**The problem:** Return only what lies between the first line of the entries and the line containing "as point(549, 336).", both lines included.

*** Opening of Raw data ***

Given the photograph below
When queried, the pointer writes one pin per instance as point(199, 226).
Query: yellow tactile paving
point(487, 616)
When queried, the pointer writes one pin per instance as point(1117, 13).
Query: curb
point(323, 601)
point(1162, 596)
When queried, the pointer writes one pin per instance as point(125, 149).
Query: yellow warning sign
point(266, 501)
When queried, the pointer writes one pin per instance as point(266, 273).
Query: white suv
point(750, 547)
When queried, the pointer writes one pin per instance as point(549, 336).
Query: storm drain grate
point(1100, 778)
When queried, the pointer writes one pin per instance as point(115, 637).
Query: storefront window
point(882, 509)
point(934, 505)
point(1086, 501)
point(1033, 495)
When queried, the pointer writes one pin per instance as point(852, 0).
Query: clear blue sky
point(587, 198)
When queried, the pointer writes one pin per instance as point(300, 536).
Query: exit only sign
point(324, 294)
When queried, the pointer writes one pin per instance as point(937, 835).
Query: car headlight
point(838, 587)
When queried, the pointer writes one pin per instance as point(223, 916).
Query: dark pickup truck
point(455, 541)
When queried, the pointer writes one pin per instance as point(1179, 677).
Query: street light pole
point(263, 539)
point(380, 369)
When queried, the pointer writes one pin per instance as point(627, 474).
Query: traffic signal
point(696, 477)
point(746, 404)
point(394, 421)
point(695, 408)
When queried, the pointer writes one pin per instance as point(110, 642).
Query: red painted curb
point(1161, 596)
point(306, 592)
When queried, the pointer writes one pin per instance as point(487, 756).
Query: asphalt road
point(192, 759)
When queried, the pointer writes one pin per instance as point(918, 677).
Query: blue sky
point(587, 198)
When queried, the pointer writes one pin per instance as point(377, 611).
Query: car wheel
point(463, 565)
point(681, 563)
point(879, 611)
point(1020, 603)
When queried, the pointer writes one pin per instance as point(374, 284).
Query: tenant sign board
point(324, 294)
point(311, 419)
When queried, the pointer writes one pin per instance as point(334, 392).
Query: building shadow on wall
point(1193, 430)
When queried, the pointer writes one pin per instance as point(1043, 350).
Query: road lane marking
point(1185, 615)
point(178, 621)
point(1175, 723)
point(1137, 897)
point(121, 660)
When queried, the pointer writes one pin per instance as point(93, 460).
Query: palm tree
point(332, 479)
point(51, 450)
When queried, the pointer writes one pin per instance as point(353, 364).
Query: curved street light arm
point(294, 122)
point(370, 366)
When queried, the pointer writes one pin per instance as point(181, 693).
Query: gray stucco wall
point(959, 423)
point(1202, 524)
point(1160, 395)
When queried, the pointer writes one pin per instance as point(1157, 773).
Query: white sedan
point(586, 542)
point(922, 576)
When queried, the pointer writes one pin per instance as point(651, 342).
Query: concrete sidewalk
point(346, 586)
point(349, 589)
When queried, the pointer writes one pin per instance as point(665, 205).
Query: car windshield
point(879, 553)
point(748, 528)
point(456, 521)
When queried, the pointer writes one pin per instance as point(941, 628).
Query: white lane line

*** Close of Raw data ***

**Response area:**
Given the photograph below
When queried, the pointer writes one pin per instance as point(199, 226).
Query: yellow tactile paving
point(487, 616)
When queried, the pointer writes one pin per instance as point(1117, 13).
Query: curb
point(323, 601)
point(1162, 596)
When queried, the pointer writes one pin per instance as point(125, 149).
Query: yellow warning sign
point(266, 501)
When queried, the pointer writes one pin per instance as point(266, 273).
Query: white suv
point(750, 547)
When queried, the pointer writes one pin per instance as point(549, 336).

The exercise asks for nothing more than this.